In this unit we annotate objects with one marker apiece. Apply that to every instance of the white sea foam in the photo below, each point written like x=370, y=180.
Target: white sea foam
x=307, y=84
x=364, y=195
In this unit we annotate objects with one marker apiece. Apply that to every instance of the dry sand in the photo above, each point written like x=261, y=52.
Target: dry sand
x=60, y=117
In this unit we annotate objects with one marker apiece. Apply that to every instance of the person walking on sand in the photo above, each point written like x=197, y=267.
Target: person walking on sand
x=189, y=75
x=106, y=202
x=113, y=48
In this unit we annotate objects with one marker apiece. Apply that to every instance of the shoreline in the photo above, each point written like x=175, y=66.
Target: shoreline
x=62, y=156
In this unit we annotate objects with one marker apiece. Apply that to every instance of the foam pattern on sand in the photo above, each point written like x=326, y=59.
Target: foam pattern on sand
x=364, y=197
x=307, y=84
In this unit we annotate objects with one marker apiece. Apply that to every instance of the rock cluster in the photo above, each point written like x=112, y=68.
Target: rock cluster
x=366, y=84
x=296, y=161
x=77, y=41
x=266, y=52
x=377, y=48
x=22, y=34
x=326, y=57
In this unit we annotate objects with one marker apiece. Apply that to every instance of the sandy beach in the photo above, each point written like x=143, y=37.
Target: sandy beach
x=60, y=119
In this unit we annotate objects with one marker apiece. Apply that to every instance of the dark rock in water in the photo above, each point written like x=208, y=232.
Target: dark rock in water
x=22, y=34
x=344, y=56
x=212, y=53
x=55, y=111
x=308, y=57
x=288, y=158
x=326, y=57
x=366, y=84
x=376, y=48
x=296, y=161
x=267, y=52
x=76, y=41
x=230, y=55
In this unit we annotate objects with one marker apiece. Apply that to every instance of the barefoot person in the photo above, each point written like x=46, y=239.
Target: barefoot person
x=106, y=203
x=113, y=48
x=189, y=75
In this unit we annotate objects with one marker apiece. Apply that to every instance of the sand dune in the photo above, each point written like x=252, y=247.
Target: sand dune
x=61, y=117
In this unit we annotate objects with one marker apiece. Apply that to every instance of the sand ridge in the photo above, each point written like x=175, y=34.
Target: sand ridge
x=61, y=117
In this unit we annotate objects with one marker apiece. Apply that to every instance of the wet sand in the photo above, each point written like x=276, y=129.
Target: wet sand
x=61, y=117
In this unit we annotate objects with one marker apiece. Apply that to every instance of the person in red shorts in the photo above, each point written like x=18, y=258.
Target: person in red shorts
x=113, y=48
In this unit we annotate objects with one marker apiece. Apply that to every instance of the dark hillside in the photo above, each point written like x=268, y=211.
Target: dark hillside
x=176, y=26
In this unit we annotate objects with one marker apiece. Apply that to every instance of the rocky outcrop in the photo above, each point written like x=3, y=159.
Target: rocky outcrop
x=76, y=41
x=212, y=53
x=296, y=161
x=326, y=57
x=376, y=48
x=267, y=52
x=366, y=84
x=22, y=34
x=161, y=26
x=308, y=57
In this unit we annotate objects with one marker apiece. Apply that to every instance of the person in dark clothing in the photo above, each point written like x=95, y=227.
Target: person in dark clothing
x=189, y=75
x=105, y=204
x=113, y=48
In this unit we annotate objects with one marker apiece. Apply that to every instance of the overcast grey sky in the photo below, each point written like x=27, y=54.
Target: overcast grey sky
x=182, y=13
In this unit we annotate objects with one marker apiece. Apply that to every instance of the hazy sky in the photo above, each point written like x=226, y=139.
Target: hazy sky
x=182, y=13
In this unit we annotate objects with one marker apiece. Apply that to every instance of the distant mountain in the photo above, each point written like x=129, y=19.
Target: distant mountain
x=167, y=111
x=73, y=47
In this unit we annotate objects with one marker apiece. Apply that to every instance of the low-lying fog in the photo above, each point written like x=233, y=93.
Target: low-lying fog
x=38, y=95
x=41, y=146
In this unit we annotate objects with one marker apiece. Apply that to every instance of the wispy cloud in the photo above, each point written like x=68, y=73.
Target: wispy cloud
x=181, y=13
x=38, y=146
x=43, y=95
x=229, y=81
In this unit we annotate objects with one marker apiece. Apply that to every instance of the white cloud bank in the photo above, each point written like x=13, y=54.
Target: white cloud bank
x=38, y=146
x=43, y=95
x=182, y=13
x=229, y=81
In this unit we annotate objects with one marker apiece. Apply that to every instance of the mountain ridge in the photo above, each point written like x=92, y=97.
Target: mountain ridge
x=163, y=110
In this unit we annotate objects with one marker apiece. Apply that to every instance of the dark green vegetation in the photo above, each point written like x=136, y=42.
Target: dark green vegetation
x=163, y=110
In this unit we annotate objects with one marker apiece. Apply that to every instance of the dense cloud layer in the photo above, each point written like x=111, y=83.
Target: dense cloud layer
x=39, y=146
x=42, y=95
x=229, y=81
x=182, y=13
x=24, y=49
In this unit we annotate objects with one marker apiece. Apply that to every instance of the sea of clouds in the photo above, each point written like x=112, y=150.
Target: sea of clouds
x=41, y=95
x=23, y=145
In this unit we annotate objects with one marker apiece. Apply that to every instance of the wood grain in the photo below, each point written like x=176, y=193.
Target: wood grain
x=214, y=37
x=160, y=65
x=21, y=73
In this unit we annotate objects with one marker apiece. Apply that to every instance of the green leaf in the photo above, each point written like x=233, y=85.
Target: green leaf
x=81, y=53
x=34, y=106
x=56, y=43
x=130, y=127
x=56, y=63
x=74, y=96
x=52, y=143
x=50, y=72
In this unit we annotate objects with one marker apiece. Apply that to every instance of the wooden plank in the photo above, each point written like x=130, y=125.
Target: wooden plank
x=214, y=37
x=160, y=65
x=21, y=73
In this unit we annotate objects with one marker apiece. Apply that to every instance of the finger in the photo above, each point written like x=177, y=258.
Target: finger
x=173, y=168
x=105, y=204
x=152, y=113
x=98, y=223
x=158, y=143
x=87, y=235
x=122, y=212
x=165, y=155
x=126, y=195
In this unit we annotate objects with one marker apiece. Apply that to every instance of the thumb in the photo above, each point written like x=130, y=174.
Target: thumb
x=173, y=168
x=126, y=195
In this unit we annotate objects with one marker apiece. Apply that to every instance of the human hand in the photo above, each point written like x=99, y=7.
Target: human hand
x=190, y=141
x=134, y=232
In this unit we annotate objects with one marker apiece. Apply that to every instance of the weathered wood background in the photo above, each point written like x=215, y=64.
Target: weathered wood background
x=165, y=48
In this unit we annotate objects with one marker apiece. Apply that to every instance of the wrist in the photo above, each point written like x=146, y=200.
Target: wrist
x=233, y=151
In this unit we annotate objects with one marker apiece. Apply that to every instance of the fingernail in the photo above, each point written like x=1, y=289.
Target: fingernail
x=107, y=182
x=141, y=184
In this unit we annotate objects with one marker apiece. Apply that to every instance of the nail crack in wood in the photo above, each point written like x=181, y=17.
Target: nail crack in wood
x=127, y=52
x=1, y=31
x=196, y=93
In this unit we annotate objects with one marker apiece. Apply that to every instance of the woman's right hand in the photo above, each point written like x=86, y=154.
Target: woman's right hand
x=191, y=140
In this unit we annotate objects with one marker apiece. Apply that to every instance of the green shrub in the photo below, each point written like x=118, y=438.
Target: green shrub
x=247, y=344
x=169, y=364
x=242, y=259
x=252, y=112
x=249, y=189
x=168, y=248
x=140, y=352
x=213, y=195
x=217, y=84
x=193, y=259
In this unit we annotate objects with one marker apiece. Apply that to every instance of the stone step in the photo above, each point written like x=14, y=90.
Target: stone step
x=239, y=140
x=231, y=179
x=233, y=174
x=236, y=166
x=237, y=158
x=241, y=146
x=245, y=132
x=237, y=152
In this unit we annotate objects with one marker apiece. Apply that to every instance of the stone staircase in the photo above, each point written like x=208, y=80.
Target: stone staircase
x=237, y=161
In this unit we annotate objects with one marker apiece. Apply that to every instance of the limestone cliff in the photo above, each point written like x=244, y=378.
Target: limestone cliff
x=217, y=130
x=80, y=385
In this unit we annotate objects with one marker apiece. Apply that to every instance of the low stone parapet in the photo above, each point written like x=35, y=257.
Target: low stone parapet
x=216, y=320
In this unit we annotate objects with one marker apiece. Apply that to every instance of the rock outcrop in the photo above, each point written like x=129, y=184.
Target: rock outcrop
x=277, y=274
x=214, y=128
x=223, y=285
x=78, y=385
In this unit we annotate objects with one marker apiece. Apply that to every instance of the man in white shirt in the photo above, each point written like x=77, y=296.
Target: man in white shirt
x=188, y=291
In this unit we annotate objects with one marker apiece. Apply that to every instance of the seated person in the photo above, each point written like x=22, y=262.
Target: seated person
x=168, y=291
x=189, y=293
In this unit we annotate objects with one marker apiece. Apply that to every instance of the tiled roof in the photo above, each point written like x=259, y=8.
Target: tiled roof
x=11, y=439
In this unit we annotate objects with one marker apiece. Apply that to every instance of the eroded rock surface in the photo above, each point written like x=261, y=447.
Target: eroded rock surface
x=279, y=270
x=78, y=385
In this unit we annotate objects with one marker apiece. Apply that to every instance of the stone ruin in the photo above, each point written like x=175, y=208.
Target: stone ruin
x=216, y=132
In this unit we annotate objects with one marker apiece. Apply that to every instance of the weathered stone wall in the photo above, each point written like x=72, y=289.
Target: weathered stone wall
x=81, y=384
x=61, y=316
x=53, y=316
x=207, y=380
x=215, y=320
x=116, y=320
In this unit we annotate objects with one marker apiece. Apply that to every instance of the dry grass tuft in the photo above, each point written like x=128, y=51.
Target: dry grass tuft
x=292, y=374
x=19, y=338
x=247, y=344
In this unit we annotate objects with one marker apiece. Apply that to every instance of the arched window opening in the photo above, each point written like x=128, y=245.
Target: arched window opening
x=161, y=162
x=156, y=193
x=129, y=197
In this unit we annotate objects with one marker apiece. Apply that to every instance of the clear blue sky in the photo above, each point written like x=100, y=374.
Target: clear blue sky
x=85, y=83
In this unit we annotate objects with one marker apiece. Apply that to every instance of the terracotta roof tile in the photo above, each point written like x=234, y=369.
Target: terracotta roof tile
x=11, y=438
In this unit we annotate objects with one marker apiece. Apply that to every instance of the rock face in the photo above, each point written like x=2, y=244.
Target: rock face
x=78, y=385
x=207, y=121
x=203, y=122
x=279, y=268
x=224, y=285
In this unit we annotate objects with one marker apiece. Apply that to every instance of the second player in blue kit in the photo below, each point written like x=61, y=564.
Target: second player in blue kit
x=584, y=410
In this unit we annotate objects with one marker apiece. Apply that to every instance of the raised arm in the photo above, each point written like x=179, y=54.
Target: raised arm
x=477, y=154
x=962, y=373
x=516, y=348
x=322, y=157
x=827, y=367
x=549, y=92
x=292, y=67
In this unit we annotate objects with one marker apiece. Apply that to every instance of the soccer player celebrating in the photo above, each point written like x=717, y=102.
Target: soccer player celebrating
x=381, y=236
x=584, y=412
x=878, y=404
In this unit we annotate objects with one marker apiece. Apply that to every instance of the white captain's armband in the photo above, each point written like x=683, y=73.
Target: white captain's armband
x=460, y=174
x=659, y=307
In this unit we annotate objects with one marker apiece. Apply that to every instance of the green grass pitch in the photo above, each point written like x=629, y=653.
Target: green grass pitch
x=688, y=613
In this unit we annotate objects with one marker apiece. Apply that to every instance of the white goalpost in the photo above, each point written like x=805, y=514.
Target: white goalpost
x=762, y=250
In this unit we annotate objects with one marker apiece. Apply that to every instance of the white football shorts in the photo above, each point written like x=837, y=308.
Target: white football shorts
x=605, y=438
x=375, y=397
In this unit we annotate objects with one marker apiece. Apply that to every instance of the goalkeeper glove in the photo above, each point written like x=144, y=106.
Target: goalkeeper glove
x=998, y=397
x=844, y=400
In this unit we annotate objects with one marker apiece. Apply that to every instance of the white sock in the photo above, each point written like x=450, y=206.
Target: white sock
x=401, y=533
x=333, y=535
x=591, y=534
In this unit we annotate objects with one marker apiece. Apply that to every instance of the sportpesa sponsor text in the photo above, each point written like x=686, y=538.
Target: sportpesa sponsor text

*WHAT IS EXPECTED:* Wherever the word "below" shows up in the material, copy the line it is on.

*TASK SOLUTION:*
In this unit we annotate objects with one marker apiece. Apply that to every instance of the white sea foam in the photo below, each point written like x=370, y=180.
In this unit we annotate objects with one marker apiece. Apply that to every instance of the overcast grey sky in the photo below, each point written like x=27, y=54.
In this unit we annotate objects with one marker apiece. Apply that to every instance of the wood grain in the photo below, each point written like x=176, y=193.
In this unit we annotate objects with one marker apiece. Apply that to every instance of the green shrub in the photo below, each point written like x=118, y=438.
In this unit we annotate objects with one marker apiece. Apply that to every instance of the second player in blue kit in the photo below, each point written like x=61, y=564.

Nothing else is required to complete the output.